● **Set exercise 1**:
Answer these questions about the SharedPtr excerpt:
(a) What does the text name as its alternative to std::make_shared?
(b) Which two outcomes does the text say a default constructor would leave ambiguous if the constructor took variadic arguments for T?
(c) What does the text say is important to do when copying a SharedPtr?

● **Document extract**:
The standard library has a std::make_shared free function for creating a std::shared_ptr. I’ve decided to move this inside of my class as a static method. But why exactly do we have this method anyway? Why not just use the constructor?

The issue comes with default construction. If SharedPtr’s constructor could take variadic arguments to pass along to the T’s constructor, then what happens to the default constructor? Do we construct a default-constructed T? Or do we create a SharedPtr to nullptr?

To avoid this ambiguity, std::make_shared was created. My alternative is SharedPtr::Make.

template<typename T>
SharedPtr<T>::SharedPtr(T* ptr) noexcept :
	Base(new typename Base::Handle(ptr, 1)) {}

The constructor which takes a raw pointer is useful for if you have a raw pointer (perhaps taken from a unique ptr) and want to let it be managed by RAII reference counting.

Notably, the pointer must be allocated in the same way SharedPtr::Make would allocate it. Meaning that if it was allocated outside of the memory manager then this will eventually lead to undefined behavior either when it comes time to defragment or when the object must be destroyed.

This actually isn’t quite the full implementation of this constructor. See the section on EnableSharedFromThis below.

template<typename T>
SharedPtr<T>::SharedPtr(const SharedPtr& other) noexcept :
	Base(other)
{
	if (this->handle)
	{
		++this->handle->sharedCount;
	}
}

template<typename T>
SharedPtr<T>::SharedPtr(SharedPtr&& other) noexcept :
	Base(std::move(other)) {}

The move/copy constructors are simple. It’s important we increment the reference count when copying. That’s the whole point of reference counted smart objects.

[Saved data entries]
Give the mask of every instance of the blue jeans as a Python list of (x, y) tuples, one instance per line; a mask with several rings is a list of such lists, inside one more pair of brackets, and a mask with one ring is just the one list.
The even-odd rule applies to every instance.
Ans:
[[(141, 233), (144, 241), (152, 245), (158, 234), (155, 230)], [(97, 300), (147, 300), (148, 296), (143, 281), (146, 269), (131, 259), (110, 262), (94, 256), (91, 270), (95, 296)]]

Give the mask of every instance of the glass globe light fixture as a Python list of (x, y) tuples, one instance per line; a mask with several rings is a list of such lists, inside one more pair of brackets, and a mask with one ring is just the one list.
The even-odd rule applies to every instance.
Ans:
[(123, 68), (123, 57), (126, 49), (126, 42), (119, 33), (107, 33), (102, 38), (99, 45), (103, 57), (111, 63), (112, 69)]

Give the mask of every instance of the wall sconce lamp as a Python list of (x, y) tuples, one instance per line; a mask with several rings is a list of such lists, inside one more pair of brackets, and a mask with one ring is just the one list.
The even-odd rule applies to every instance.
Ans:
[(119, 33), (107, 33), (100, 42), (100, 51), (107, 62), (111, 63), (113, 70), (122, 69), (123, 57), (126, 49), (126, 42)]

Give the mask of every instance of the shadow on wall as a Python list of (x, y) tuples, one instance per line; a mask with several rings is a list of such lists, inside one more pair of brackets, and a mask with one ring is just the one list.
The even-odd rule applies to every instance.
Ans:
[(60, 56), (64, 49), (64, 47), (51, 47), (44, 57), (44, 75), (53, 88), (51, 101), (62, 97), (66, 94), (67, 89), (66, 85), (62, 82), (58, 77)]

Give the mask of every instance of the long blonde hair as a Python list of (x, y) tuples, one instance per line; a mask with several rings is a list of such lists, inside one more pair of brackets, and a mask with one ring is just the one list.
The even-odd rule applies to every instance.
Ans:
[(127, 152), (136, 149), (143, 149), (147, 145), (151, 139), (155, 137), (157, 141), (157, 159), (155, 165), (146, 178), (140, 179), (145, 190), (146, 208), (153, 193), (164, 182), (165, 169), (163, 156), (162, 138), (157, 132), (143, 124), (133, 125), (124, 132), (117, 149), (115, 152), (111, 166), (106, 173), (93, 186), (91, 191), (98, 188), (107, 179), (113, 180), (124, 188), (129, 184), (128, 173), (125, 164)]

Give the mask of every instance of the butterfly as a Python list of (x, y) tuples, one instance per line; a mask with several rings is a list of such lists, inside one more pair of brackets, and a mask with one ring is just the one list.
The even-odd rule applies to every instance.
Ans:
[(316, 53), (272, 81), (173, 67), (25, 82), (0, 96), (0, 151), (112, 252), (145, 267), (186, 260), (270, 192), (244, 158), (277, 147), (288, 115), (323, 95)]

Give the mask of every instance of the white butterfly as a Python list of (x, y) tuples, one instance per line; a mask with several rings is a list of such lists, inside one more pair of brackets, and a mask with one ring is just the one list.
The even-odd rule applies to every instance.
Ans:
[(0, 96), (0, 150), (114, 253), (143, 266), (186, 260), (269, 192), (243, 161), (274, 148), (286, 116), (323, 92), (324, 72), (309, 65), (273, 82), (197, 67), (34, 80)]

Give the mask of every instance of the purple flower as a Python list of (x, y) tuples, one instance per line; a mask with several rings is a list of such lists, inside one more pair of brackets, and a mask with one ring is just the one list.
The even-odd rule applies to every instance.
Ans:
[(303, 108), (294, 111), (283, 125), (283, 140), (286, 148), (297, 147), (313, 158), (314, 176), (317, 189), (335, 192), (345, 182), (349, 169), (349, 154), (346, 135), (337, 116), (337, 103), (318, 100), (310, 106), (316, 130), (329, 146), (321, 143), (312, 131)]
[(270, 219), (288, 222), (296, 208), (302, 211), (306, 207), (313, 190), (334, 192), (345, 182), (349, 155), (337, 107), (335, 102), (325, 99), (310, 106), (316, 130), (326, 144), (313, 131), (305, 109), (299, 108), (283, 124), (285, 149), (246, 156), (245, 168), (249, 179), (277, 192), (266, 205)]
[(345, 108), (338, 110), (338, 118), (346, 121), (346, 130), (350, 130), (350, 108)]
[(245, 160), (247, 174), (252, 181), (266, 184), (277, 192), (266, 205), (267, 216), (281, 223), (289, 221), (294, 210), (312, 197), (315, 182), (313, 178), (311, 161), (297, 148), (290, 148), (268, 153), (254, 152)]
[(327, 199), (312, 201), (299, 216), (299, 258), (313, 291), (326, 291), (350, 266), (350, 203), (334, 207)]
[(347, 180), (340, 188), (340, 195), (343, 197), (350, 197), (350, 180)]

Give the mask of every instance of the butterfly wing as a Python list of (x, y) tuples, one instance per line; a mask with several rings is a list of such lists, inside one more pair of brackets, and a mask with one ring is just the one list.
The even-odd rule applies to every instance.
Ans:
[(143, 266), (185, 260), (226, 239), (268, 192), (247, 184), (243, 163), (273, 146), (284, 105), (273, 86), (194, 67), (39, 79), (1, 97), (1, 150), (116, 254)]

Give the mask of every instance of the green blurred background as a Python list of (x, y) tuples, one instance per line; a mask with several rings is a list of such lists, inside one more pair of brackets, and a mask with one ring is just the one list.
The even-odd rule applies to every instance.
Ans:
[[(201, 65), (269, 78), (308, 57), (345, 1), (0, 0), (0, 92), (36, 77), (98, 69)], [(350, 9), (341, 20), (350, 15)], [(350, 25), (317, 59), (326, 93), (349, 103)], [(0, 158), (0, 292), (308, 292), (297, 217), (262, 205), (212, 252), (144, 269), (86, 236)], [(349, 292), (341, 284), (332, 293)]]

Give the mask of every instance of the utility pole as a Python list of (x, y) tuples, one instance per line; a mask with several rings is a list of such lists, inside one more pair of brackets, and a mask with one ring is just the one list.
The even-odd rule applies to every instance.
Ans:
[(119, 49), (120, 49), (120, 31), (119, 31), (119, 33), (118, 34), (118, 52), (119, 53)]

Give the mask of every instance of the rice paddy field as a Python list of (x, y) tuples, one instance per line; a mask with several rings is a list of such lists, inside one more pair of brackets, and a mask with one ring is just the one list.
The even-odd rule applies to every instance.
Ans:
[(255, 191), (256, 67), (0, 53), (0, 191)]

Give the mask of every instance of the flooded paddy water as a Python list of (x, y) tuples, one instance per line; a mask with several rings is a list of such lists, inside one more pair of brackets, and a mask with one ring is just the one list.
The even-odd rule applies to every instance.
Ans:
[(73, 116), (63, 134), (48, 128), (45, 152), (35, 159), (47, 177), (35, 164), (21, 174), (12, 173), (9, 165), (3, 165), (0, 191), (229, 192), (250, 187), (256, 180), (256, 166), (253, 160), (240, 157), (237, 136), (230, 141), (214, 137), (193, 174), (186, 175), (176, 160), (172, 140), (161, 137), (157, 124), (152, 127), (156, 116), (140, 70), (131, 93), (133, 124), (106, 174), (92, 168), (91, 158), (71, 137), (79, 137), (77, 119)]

● **Set exercise 2**: Print the entries verbatim, starting with the line that contains "Give the mask of every instance of the utility" and continuing down to the last line of the entries, with both of those lines included.

● **Finished answer 1**:
(a) SharedPtr::Make.
(b) Constructing a default-constructed T, or creating a SharedPtr to nullptr.
(c) Increment the reference count.

● **Finished answer 2**:
Give the mask of every instance of the utility pole as a Python list of (x, y) tuples, one instance per line; a mask with several rings is a list of such lists, inside one more pair of brackets, and a mask with one ring is just the one list.
The even-odd rule applies to every instance.
Ans:
[(119, 49), (120, 49), (120, 31), (119, 31), (119, 33), (118, 34), (118, 52), (119, 53)]

Give the mask of every instance of the rice paddy field as a Python list of (x, y) tuples, one instance per line; a mask with several rings is a list of such lists, inside one more pair of brackets, and a mask with one ring is just the one list.
The even-odd rule applies to every instance.
Ans:
[(255, 191), (256, 67), (0, 53), (0, 191)]

Give the mask of every instance of the flooded paddy water as a Python list of (x, y) tuples, one instance per line; a mask with several rings is a list of such lists, inside one more pair of brackets, and a mask with one ring is just the one list.
The even-odd rule applies to every instance.
Ans:
[(73, 116), (63, 134), (48, 128), (45, 152), (35, 159), (47, 177), (35, 164), (21, 174), (12, 173), (9, 165), (3, 165), (0, 191), (229, 192), (250, 187), (256, 180), (256, 166), (253, 160), (240, 157), (237, 136), (230, 141), (214, 137), (193, 174), (186, 175), (176, 160), (172, 140), (161, 137), (157, 124), (152, 127), (156, 116), (140, 70), (131, 93), (133, 124), (106, 174), (92, 168), (91, 158), (71, 137), (79, 137), (77, 119)]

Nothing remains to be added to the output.